| Условие задачи |
Пожалуйста, перепишите фрагмент исходного текста, начиная со слов «Вскоре семья наша» и вплоть до слов «у нас всегда.», заменив в нём «картошку» на «свёклу».

Жили мы в Соктуе неплохо: отчим работал на конезаводе, где полагался продуктовый паёк, мы сажали в огороде всякую мелочь. Перед самой войной отчим пригнал с Усть-Борзи корову по кличке Манька. Была она довольно крупная, с большими рогами, как у буйвола, с очень задиристым нравом.
Продолжение. Начало в № 20.
В первые дни войны конный завод, который располагался в Малом Соктуе, был мобилизован. Вместе с ним был призван на службу и отчим Мефодий Григорьевич: его кавалерийский эшелон формировался на станции Хадабулак.
Прошло лето, настала холодная снежная зима сорок первого. Домишко, в котором мы жили, был уже старым. В сильные морозы по ночам в переднем углу раздавались резкие звуки, которые нас пугали. Бабушка Ефимья Семионовна (незадолго перед войной приехала к нам из Цасучея) при этом начинала молиться и говорила, что быть беде. В начале декабря пришло извещение о том, что отчим погиб под Москвой.
После войны, со слов вернувшихся однополчан, нам стали известны подробности его гибели. Эшелон при подходе к линии фронта, где-то на московском направлении, попал под удары немецкой авиации. Спастись из горящих вагонов суждено было не всем. Отчим, раненый в голову, остался вблизи вагонов. Кто мог двигаться – разбегались по лесу, спасаясь от прорвавшихся фашистских танков. К сожалению, в книге Памяти, где перечислены погибшие на фронтах Великой Отечественной войны, его фамилии нет.
Вскоре семья наша пополнилась – мой братик Коля родился 16 декабря. С наступлением весны мама с бабушкой занялись огородом – сажали картошку, капусту, табак и другую мелочь. Корова Манька нам подарила бычка, при этом стала совсем неуправляемой. Как мама с ней умудрялась справляться – не знаю, но молоко, сметана, даже своё масло, были у нас всегда.

| Предоставленные материалы |

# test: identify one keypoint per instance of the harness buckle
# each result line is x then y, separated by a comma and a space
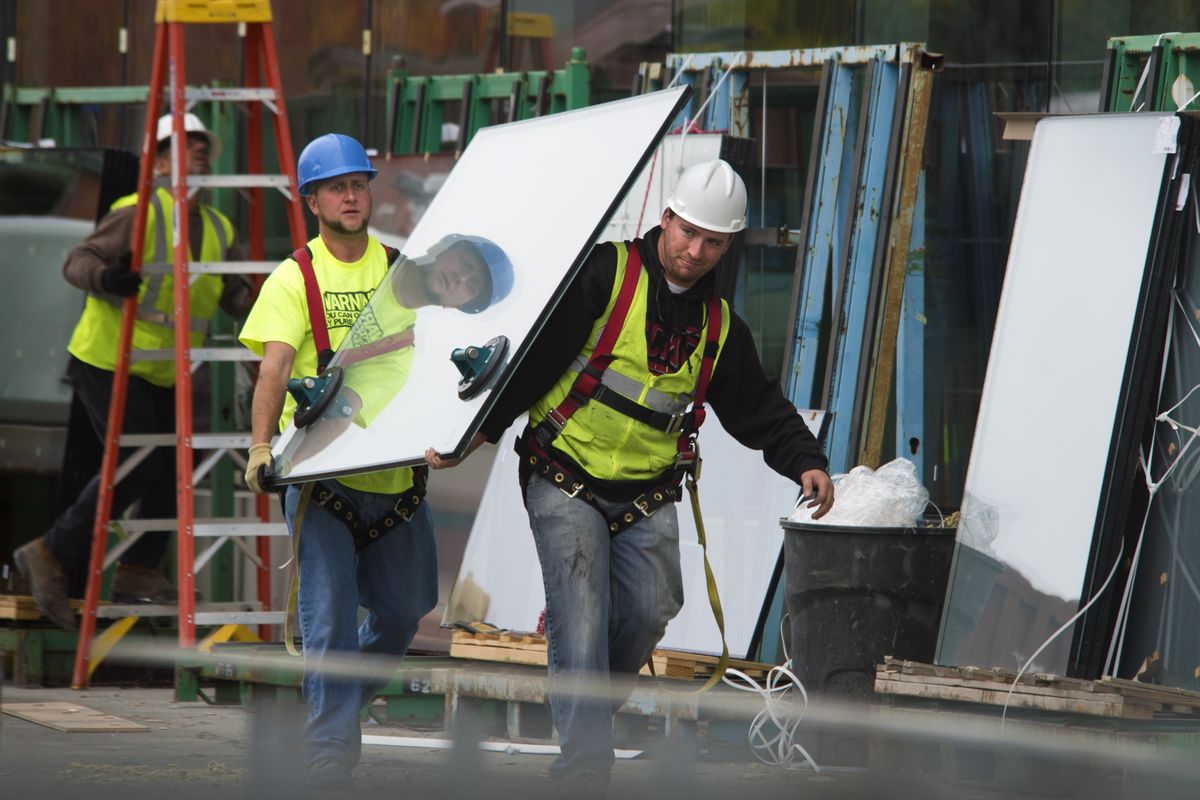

| Решение задания |
Вскоре семья наша пополнилась – мой братик Коля родился 16 декабря. С наступлением весны мама с бабушкой занялись огородом – сажали свёклу, капусту, табак и другую мелочь. Корова Манька нам подарила бычка, при этом стала совсем неуправляемой. Как мама с ней умудрялась справляться – не знаю, но молоко, сметана, даже своё масло, были у нас всегда.